Problem to work on> Rewrite each of the items below, changing every "ground truth" to "reference labels" and keeping everything else the same.

Input records>
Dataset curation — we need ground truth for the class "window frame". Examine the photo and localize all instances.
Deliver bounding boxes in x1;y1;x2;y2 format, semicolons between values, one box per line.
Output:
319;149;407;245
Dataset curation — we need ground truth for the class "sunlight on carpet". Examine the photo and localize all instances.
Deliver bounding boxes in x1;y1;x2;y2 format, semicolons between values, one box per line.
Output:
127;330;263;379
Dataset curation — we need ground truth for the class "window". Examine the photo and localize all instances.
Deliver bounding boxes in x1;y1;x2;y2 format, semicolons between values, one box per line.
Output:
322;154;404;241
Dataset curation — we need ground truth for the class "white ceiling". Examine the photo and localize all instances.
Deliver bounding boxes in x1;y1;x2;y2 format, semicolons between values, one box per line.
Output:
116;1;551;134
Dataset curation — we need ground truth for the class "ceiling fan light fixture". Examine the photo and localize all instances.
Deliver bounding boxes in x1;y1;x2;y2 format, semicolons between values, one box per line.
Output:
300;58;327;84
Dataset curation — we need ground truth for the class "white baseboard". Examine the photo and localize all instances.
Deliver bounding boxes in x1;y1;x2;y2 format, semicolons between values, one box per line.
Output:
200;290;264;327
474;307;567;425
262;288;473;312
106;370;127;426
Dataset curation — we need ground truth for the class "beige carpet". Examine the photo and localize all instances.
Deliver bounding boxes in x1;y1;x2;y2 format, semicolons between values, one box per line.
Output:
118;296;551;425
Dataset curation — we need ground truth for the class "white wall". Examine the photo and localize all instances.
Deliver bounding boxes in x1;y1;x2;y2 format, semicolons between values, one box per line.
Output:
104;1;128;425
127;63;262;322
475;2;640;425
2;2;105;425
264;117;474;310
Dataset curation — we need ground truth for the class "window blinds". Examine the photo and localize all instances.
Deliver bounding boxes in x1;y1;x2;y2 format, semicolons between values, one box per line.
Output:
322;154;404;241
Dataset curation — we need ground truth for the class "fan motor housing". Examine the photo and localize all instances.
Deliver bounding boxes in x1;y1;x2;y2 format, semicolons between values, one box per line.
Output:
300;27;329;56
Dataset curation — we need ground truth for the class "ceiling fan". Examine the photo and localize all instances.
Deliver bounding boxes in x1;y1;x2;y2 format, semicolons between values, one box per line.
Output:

Task solution>
Dataset curation — we need reference labels for the class "window frame". Examine the photo and localize all instances.
Deliver bounding boxes in x1;y1;x2;y2 format, semicolons between values, one box per line.
Output:
319;149;407;245
Dataset curation — we need reference labels for the class "sunlight on carpet". Examine the photo and localize all instances.
Deliver bounding boxes in x1;y1;x2;y2 format, semicolons between values, one box per line.
Output:
127;330;263;379
Dataset curation — we need reference labels for the class "window". Examine the photo and localize all instances.
Deliver bounding boxes in x1;y1;x2;y2 format, semicolons between values, one box per line.
Output:
322;154;404;241
Dataset curation — we need reference labels for the class "white ceiling". Examine the photo and localize all instances.
Deliver bounding boxes in x1;y1;x2;y2 format, semicolons between values, one box per line.
Output:
116;1;551;134
Dataset curation — we need reference labels for the class "ceiling fan light fixture". Examine the photo and localize all instances.
Deliver bounding boxes in x1;y1;x2;y2 format, semicolons between values, one box per line.
Output:
300;58;327;84
Dataset curation — we need reference labels for the class "white baseboard". Examine the photo and localize all instances.
Deliver bounding boxes in x1;y1;x2;y2 format, semicolons between values, one box per line.
Output:
200;290;264;327
474;307;567;425
262;288;473;312
106;370;127;426
Dataset curation — we need reference labels for the class "beige carpet". Examine the photo and localize all instances.
Deliver bounding boxes in x1;y1;x2;y2 format, semicolons between values, one box per line.
Output:
118;296;551;425
Dataset curation — we need reference labels for the class "white wall". Examine the photo and localize all instances.
Deliver bounding boxes in x1;y1;x2;y2 format, semicolons between values, one box per line.
Output:
104;1;128;425
127;63;262;322
475;2;640;425
2;2;105;425
264;117;474;310
Dataset curation — we need reference labels for the class "window blinds". Examine the photo and localize all instances.
Deliver bounding boxes in x1;y1;x2;y2 format, semicolons between values, one box per line.
Output:
322;154;404;241
Dataset curation — we need reference labels for the class "fan motor housing". Examine the photo and localize all instances.
Deliver bounding boxes in x1;y1;x2;y2 format, semicolons between values, one box per line.
Output:
300;27;329;56
Dataset curation — we need reference labels for the class "ceiling fan". Examine the photo and localize all instances.
Deliver bounding boxes in x1;y1;x2;y2 format, semicolons between values, one box per line.
Output:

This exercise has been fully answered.